- EXERCISE MATERIAL
**********

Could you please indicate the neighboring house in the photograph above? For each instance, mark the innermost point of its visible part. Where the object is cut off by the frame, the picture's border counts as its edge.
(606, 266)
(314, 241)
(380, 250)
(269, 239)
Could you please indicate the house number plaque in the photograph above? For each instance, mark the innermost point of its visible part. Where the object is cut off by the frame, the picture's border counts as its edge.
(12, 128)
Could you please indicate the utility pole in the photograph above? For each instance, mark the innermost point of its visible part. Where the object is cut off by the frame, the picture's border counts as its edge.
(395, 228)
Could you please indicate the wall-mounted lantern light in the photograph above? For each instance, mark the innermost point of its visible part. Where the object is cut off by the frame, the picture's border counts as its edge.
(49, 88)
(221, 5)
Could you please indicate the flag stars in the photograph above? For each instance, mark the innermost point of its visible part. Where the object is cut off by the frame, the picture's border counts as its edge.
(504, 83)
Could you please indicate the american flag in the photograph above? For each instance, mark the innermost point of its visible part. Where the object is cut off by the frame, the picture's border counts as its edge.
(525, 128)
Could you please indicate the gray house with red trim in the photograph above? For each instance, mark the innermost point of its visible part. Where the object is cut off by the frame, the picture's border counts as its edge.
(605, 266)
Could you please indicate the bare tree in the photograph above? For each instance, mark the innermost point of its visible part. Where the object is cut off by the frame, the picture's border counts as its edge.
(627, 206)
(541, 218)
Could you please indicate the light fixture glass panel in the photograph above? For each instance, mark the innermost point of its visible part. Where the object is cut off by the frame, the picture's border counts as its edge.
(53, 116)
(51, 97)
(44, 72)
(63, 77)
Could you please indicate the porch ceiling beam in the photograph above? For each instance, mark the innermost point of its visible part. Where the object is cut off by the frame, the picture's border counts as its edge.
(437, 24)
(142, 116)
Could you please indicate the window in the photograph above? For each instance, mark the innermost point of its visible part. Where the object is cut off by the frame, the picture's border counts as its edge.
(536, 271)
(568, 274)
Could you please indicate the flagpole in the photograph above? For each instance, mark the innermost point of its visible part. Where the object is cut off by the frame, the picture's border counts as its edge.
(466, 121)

**********

- AIM OF THE TASK
Copy out all of the data exactly, leaving nothing out.

- EXERCISE ANSWER
Could you please indicate the neighboring house in the photograph above? For each instance, mark the innermost point of its visible part. Where the object is cut off by the frame, the picture's border counts as its edge.
(606, 266)
(314, 241)
(380, 250)
(269, 239)
Could you please indicate the house number plaque in the photograph above? For each instance, mark the innermost point of its visible part. Where the object is cut off by the frame, the picture's border counts as its edge.
(12, 128)
Could you please indicate the utility pole in the photograph above? For each instance, mark the innermost point of its visible part. Where the object is cut off by the frame, the picture's border counts as its edge.
(395, 228)
Could you please indicate the wall-mounted lantern light in the photograph above? For each instance, mark the innermost point of its visible part. Where the object is cut off by the frame, the picture's border counts as its edge.
(49, 88)
(221, 5)
Could you please indicate the flag stars in the photograph above? For each instance, mark the innermost point of its visible part. Where the object is cut off by the frame, the picture's border counts as its edge.
(504, 83)
Could you please indicate the american flag in the photograph above? For each instance, mark the innermost point of its visible part. Where the object is cut off by the frame, the picture's border counts as its edge.
(525, 128)
Could you please indicate the gray house with red trim in the photograph above? For each instance, mark the innermost point of its visible part. Where the object is cut off by the frame, the picture's border counts as its edge.
(605, 266)
Could you please indicate the bare tree in the photograph above? For each instance, mark the innermost point of its visible part. Where the object is cut off by the frame, the picture's border counts as its edge.
(627, 206)
(541, 218)
Could you please indicate the light fixture glass panel in the photograph above? For each instance, mark the innermost point of its visible part. Where the object is cut off by the frame, the picture's border counts as its edge.
(53, 116)
(51, 97)
(44, 72)
(63, 77)
Could you please indicate the porch ceiling beam in the photograph above? For each instance, mark the innermost point of its visible part. Where the object is cut off by the frame, the picture's border counts as its edge.
(437, 24)
(142, 116)
Could you please indicate the window in the photograph above? For each instance, mark the innermost point of its visible part. Where the object is cut off by the frame, the picture's border counts as its edge.
(536, 271)
(568, 274)
Could you please indicate the flagpole in the photograph above? For each instance, mark the innermost point of its visible part. Where the object is cut off by the frame, the picture's border counts as its edge.
(466, 121)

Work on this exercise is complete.